#### [WHAT YOU NEED TO DO]
Repeat the entries below exactly as they appear, with no pictures.

#### [DATA SUPPLIED]
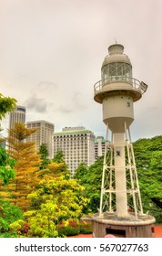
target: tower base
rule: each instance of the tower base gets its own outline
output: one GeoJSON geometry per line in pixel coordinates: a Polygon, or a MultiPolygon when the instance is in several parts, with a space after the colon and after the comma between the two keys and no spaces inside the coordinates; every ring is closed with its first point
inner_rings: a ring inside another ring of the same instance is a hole
{"type": "Polygon", "coordinates": [[[119,218],[116,213],[103,213],[92,216],[93,237],[104,238],[106,234],[121,238],[154,238],[154,223],[156,219],[150,215],[138,215],[135,219],[133,214],[127,218],[119,218]]]}

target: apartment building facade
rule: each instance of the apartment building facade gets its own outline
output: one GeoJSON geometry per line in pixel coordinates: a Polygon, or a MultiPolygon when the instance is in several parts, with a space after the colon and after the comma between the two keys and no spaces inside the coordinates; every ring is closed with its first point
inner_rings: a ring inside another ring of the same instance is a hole
{"type": "Polygon", "coordinates": [[[62,150],[71,176],[80,163],[95,163],[95,135],[83,126],[65,127],[54,133],[54,155],[62,150]]]}
{"type": "Polygon", "coordinates": [[[25,123],[25,107],[17,105],[15,111],[9,114],[9,129],[12,129],[15,123],[25,123]]]}
{"type": "Polygon", "coordinates": [[[96,161],[99,156],[104,155],[106,148],[106,140],[103,136],[97,136],[95,140],[95,159],[96,161]]]}
{"type": "Polygon", "coordinates": [[[35,142],[36,151],[39,150],[40,145],[45,144],[48,150],[48,158],[52,159],[54,156],[53,151],[53,135],[55,131],[54,123],[45,120],[27,122],[28,129],[37,129],[35,133],[32,133],[26,141],[35,142]]]}

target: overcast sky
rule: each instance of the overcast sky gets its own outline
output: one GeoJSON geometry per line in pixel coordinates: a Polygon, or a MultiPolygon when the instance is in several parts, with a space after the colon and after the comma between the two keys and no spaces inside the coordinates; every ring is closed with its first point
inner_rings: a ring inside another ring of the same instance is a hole
{"type": "Polygon", "coordinates": [[[162,134],[161,0],[0,0],[0,92],[26,107],[26,121],[104,136],[94,84],[108,46],[123,44],[134,78],[148,84],[132,139],[162,134]]]}

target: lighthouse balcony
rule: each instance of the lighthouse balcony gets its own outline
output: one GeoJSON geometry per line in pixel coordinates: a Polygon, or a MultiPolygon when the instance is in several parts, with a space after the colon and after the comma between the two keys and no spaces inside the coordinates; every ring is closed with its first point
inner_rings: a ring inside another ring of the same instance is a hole
{"type": "Polygon", "coordinates": [[[102,103],[103,99],[108,95],[121,93],[129,94],[133,101],[138,101],[147,91],[147,86],[138,80],[126,76],[113,76],[97,81],[94,85],[94,99],[102,103]]]}

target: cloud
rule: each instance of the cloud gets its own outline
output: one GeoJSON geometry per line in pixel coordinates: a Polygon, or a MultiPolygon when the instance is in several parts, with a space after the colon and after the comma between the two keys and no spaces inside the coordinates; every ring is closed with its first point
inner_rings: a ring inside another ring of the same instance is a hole
{"type": "Polygon", "coordinates": [[[53,81],[47,81],[47,80],[44,80],[44,81],[40,81],[35,88],[34,91],[52,91],[52,90],[56,90],[57,89],[57,84],[56,82],[53,81]]]}
{"type": "Polygon", "coordinates": [[[44,98],[38,98],[35,94],[29,96],[24,102],[28,110],[32,110],[37,112],[46,112],[47,102],[44,98]]]}

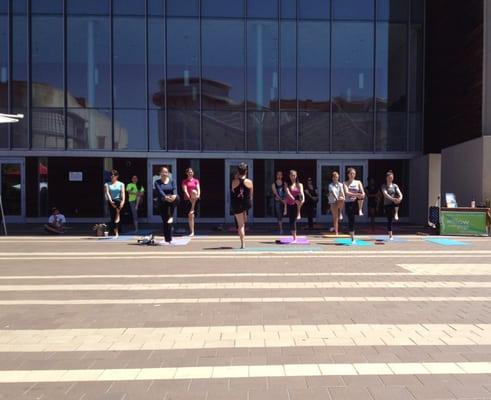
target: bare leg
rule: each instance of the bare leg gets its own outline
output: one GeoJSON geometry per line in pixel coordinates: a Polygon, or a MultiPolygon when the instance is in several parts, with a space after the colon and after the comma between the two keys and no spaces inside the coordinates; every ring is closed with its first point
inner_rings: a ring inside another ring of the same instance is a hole
{"type": "Polygon", "coordinates": [[[237,220],[237,225],[238,225],[240,248],[244,249],[245,248],[245,224],[246,224],[247,217],[245,215],[245,212],[243,212],[240,214],[235,214],[235,218],[237,220]]]}
{"type": "Polygon", "coordinates": [[[332,224],[334,227],[334,234],[339,235],[339,207],[336,204],[332,205],[332,224]]]}
{"type": "Polygon", "coordinates": [[[121,210],[119,207],[116,207],[116,217],[114,218],[114,223],[119,224],[121,220],[121,210]]]}
{"type": "Polygon", "coordinates": [[[194,236],[194,214],[188,214],[189,236],[194,236]]]}
{"type": "Polygon", "coordinates": [[[297,203],[297,219],[302,219],[302,215],[301,215],[302,203],[300,201],[295,201],[295,203],[297,203]]]}

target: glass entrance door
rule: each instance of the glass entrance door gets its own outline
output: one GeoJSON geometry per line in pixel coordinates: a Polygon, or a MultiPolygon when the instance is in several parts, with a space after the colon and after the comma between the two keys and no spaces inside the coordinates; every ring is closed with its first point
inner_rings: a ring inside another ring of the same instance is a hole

#### [RESPONSE TO THIS EXERCISE]
target: tower base
rule: each instance of the tower base gets its own outline
output: one GeoJSON geometry per line in pixel coordinates: a Polygon, or a MultiPolygon when the instance is in several parts, with a space after the colon and after the comma between the two keys and no spaces inside the coordinates; every ring is closed with its first point
inner_rings: a ring inside another ring of the same instance is a hole
{"type": "Polygon", "coordinates": [[[119,218],[116,213],[103,213],[92,216],[93,237],[104,238],[106,234],[121,238],[154,238],[154,223],[156,219],[150,215],[138,215],[135,219],[133,214],[127,218],[119,218]]]}

target: apartment building facade
rule: each instance of the apartment building facade gets its own outline
output: one GeoJSON geometry per line in pixel coordinates: a Polygon, or a MultiPolygon when the instance is in several parts, with a space after the colon and after the comma between the two keys and no spaces inside the coordinates; every ring is closed with its first point
inner_rings: a ring inside another ring of the same instance is a hole
{"type": "Polygon", "coordinates": [[[62,150],[71,176],[80,163],[95,163],[95,135],[83,126],[65,127],[54,133],[54,155],[62,150]]]}
{"type": "Polygon", "coordinates": [[[25,123],[25,107],[17,105],[15,111],[9,114],[9,129],[12,129],[15,123],[25,123]]]}
{"type": "Polygon", "coordinates": [[[96,161],[99,156],[104,155],[106,148],[106,140],[103,136],[97,136],[95,140],[95,159],[96,161]]]}
{"type": "Polygon", "coordinates": [[[35,142],[36,151],[39,150],[40,145],[45,144],[48,150],[48,158],[52,159],[54,156],[53,151],[53,135],[55,131],[54,123],[45,120],[27,122],[28,129],[37,129],[35,133],[32,133],[26,141],[35,142]]]}

target: overcast sky
rule: each instance of the overcast sky gets its own outline
output: one GeoJSON geometry per line in pixel coordinates: a Polygon, or a MultiPolygon when the instance is in several parts, with a space after the colon and after the comma between the two keys and no spaces inside the coordinates; every ring is closed with its first point
inner_rings: a ring inside another ring of the same instance is a hole
{"type": "Polygon", "coordinates": [[[162,134],[161,0],[0,0],[0,92],[26,107],[26,121],[104,136],[94,84],[108,46],[123,44],[134,78],[148,84],[132,139],[162,134]]]}

target: lighthouse balcony
rule: each instance of the lighthouse balcony gets its own outline
output: one GeoJSON geometry per line in pixel coordinates: a Polygon, or a MultiPolygon when the instance is in several parts, with a space after the colon and after the comma between the two keys and no spaces inside the coordinates; every ring is closed with its first point
inner_rings: a ring inside another ring of the same instance is a hole
{"type": "Polygon", "coordinates": [[[102,103],[103,99],[108,95],[121,93],[129,94],[133,101],[138,101],[147,91],[147,86],[138,80],[126,76],[113,76],[97,81],[94,85],[94,99],[102,103]]]}

target: cloud
rule: each instance of the cloud gets its own outline
output: one GeoJSON geometry per line in pixel coordinates: a Polygon, or a MultiPolygon when the instance is in several parts, with a space after the colon and after the comma between the two keys and no spaces inside the coordinates; every ring is closed with its first point
inner_rings: a ring inside another ring of the same instance is a hole
{"type": "Polygon", "coordinates": [[[53,81],[47,81],[47,80],[44,80],[44,81],[40,81],[35,88],[34,91],[52,91],[52,90],[56,90],[57,89],[57,84],[56,82],[53,81]]]}
{"type": "Polygon", "coordinates": [[[44,98],[38,98],[35,94],[29,96],[24,102],[28,110],[32,110],[37,112],[46,112],[47,102],[44,98]]]}

target: bare leg
rule: each instance of the bare leg gets its own outline
output: one GeoJSON geometry per line in pixel coordinates: a Polygon, or a MultiPolygon when the instance is in several parts, with a space after the colon and after the comma between the two keys and no spaces inside the coordinates; every ring is closed with its first point
inner_rings: a ring inside another ring of the same instance is a hole
{"type": "Polygon", "coordinates": [[[237,220],[237,225],[238,225],[240,248],[244,249],[245,248],[245,224],[246,224],[247,217],[245,215],[245,212],[243,212],[240,214],[235,214],[235,218],[237,220]]]}
{"type": "Polygon", "coordinates": [[[332,224],[334,227],[334,234],[339,235],[339,207],[336,204],[332,205],[332,224]]]}
{"type": "Polygon", "coordinates": [[[121,210],[119,207],[116,207],[116,217],[114,218],[114,223],[119,224],[121,220],[121,210]]]}
{"type": "Polygon", "coordinates": [[[194,236],[194,214],[188,214],[189,236],[194,236]]]}
{"type": "Polygon", "coordinates": [[[297,203],[297,219],[302,219],[302,215],[301,215],[302,203],[300,201],[295,201],[295,203],[297,203]]]}

target: glass entrance door
rule: each instance of the glass entrance door gets its own outline
output: one GeoJSON geometry per line in pixel coordinates: a Polygon, or a MultiPolygon when the instance is in several parts, with a space after the colon and after the comma between the two keys and no spaces inside the coordinates; every ring is closed with its first point
inner_rings: a ring inside another ring of the same instance is a hole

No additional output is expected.